**Input records:**
BEGIN

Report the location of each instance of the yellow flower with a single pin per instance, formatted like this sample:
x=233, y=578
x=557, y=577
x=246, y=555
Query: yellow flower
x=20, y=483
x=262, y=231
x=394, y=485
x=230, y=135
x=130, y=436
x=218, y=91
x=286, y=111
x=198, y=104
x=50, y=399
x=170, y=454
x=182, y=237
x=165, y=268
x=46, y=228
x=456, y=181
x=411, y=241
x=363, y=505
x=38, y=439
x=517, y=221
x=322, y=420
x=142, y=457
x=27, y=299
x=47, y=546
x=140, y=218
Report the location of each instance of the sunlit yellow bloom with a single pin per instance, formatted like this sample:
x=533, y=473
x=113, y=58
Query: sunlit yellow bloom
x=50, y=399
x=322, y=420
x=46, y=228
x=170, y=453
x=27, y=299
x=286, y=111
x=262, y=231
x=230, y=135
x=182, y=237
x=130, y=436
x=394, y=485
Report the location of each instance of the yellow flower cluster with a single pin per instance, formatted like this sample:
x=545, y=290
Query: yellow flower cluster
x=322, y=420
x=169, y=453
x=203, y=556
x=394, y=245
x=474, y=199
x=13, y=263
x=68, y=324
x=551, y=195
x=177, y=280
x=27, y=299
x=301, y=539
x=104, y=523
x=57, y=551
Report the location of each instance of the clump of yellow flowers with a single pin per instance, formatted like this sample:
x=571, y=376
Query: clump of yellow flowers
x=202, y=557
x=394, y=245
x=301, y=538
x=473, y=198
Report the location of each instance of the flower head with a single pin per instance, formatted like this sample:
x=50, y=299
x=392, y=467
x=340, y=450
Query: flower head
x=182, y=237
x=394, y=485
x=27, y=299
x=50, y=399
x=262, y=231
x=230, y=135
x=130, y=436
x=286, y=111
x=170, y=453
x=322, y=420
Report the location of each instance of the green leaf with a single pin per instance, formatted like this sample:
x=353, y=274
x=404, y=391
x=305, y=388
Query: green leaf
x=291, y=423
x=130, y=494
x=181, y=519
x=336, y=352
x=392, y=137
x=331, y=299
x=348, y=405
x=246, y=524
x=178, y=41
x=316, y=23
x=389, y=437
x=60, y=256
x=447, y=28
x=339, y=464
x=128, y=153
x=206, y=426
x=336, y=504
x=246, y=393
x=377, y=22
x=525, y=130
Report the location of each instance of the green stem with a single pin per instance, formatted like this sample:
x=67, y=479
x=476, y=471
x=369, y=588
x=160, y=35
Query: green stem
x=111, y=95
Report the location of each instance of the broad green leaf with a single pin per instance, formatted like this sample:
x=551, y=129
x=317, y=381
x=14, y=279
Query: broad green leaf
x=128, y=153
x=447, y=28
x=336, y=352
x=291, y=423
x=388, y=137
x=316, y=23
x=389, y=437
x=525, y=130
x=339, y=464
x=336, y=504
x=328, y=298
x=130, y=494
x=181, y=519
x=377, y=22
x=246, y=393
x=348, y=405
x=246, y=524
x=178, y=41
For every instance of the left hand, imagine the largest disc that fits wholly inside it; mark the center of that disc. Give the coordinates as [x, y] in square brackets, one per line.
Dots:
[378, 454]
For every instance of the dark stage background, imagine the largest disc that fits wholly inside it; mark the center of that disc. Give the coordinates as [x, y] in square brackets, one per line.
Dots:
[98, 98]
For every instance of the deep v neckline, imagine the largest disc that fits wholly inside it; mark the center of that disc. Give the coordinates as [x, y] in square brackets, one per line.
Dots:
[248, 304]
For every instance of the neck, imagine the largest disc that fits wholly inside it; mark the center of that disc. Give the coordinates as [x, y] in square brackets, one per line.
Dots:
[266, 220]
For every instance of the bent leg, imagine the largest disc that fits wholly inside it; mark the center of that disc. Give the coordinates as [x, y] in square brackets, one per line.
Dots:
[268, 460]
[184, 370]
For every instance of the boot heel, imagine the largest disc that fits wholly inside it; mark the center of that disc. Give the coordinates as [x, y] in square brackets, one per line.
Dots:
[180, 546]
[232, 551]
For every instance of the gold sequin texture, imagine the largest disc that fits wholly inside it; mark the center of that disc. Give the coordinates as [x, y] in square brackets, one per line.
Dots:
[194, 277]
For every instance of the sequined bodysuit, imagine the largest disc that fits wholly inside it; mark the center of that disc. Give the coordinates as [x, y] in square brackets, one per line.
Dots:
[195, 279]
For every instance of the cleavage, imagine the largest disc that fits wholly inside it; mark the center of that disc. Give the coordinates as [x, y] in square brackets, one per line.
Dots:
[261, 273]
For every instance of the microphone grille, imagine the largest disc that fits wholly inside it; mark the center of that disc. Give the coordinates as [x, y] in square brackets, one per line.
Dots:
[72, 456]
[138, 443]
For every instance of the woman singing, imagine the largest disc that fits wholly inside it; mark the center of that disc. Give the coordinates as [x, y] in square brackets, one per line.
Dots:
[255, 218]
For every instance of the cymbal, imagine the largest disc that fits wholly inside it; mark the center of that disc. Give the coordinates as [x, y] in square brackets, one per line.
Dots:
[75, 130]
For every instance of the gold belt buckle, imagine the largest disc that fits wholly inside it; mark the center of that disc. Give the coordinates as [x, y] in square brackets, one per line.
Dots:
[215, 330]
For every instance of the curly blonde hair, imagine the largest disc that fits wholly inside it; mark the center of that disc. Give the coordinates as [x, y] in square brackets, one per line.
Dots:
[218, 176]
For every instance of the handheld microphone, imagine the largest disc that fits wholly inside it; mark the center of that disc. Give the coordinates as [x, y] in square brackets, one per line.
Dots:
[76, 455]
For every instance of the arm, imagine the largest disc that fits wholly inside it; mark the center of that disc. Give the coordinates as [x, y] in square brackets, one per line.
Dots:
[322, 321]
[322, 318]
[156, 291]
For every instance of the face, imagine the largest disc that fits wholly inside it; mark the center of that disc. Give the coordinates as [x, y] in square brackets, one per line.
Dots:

END

**Exercise:** The lines from the beginning of the records through the line containing "x=246, y=555" should be reproduced exactly. Include nothing else.

**Response to the task:**
Report the location of each instance of the yellow flower with a single pin per instance, formatted like this sample:
x=233, y=578
x=557, y=577
x=246, y=555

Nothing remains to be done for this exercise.